# EXERCISE PROMPT
Update the rows from the line with "Question. The photograph above contains instances of the nose." up to and including the line with "Question. The photograph above contains instances of the woman." by replacing "Tag each instance" with "Mark each instance" and leaving all else unchanged. Reproduce only those lines.
───── DATA TO USE ─────
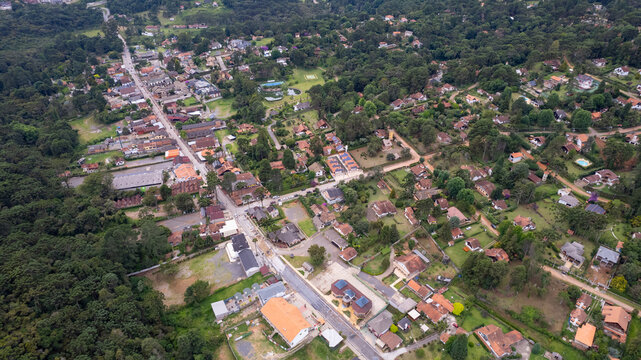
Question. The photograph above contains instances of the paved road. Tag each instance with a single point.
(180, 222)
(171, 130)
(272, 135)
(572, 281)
─────
───── DATA TO USE ─────
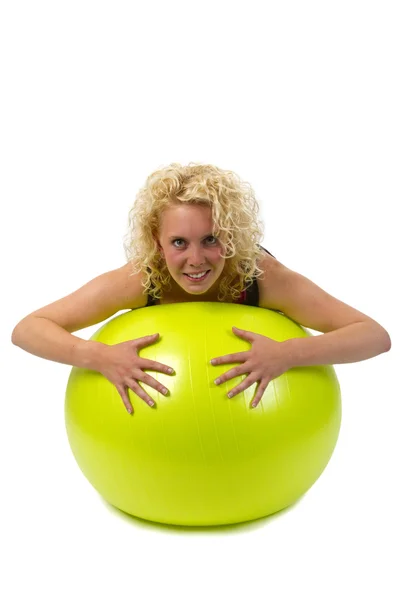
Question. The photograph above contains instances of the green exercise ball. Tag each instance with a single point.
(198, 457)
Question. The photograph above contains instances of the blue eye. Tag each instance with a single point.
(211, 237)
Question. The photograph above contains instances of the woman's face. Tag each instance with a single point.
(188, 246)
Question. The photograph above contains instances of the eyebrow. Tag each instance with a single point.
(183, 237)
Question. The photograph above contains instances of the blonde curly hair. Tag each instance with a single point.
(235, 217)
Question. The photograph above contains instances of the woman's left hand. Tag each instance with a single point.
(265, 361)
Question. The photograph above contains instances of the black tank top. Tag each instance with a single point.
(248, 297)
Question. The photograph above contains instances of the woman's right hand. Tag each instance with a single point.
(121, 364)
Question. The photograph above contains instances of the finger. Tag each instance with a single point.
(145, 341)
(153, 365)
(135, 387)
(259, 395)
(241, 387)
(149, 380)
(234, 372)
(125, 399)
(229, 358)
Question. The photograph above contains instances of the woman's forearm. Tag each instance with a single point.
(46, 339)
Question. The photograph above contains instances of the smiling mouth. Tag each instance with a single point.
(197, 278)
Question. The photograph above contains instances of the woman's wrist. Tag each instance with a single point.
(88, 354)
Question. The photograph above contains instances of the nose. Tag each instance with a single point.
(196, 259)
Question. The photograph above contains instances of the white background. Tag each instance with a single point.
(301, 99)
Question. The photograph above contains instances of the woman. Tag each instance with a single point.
─────
# ANSWER TO THE TASK
Question. The photograph above contains instances of the nose. Mark each instance with a single point.
(196, 259)
Question. The photograph above contains instances of the white background. Mark each instance with a single point.
(301, 99)
Question. The photograph above contains instances of the woman. Mark each instance with a single point.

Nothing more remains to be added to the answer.